= Brief =
Update the material below by replacing "palm tree" with "coconut palm" wherever it appears, leaving every other line unchanged. Leave the pictures out of your answer.

━━━━━━━━━━

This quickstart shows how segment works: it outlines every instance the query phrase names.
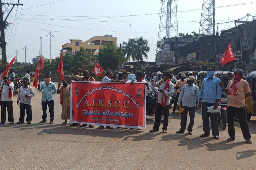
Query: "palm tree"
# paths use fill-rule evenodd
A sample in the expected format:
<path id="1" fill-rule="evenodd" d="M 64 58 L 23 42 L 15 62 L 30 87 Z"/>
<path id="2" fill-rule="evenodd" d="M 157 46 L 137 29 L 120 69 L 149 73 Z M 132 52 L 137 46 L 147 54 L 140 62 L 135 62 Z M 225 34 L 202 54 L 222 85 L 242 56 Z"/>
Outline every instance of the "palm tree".
<path id="1" fill-rule="evenodd" d="M 126 55 L 126 59 L 129 58 L 129 62 L 131 62 L 131 57 L 133 59 L 135 58 L 135 54 L 134 53 L 134 48 L 136 44 L 135 43 L 136 40 L 134 39 L 128 39 L 128 42 L 123 42 L 123 45 L 125 46 L 123 47 L 124 50 L 124 55 Z"/>
<path id="2" fill-rule="evenodd" d="M 148 41 L 147 40 L 143 40 L 142 37 L 141 37 L 139 38 L 137 37 L 137 39 L 135 40 L 136 44 L 135 49 L 135 56 L 134 60 L 143 61 L 143 56 L 146 59 L 148 58 L 147 53 L 149 51 L 150 49 L 148 46 Z"/>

━━━━━━━━━━

= Output for this exercise =
This quickstart shows how segment works: it outlines every instance the query phrase names.
Query: "coconut palm"
# paths use fill-rule evenodd
A sample in the expected format:
<path id="1" fill-rule="evenodd" d="M 64 58 L 23 42 L 15 62 L 30 87 Z"/>
<path id="2" fill-rule="evenodd" d="M 157 46 L 137 29 L 120 69 L 149 73 Z M 132 52 L 137 46 L 147 54 L 140 62 L 135 62 Z M 225 34 L 202 54 L 222 85 L 242 56 Z"/>
Outline every instance of the "coconut palm".
<path id="1" fill-rule="evenodd" d="M 126 55 L 126 59 L 129 58 L 129 62 L 131 62 L 131 57 L 133 59 L 135 58 L 135 54 L 134 53 L 134 48 L 136 44 L 135 43 L 136 40 L 134 39 L 128 39 L 128 42 L 123 42 L 123 45 L 125 46 L 123 47 L 124 50 L 124 55 Z"/>
<path id="2" fill-rule="evenodd" d="M 148 41 L 147 40 L 143 40 L 142 37 L 141 37 L 139 38 L 137 37 L 137 39 L 135 40 L 136 44 L 135 49 L 135 56 L 134 60 L 143 61 L 143 56 L 146 59 L 148 58 L 147 53 L 149 51 L 150 49 L 148 46 Z"/>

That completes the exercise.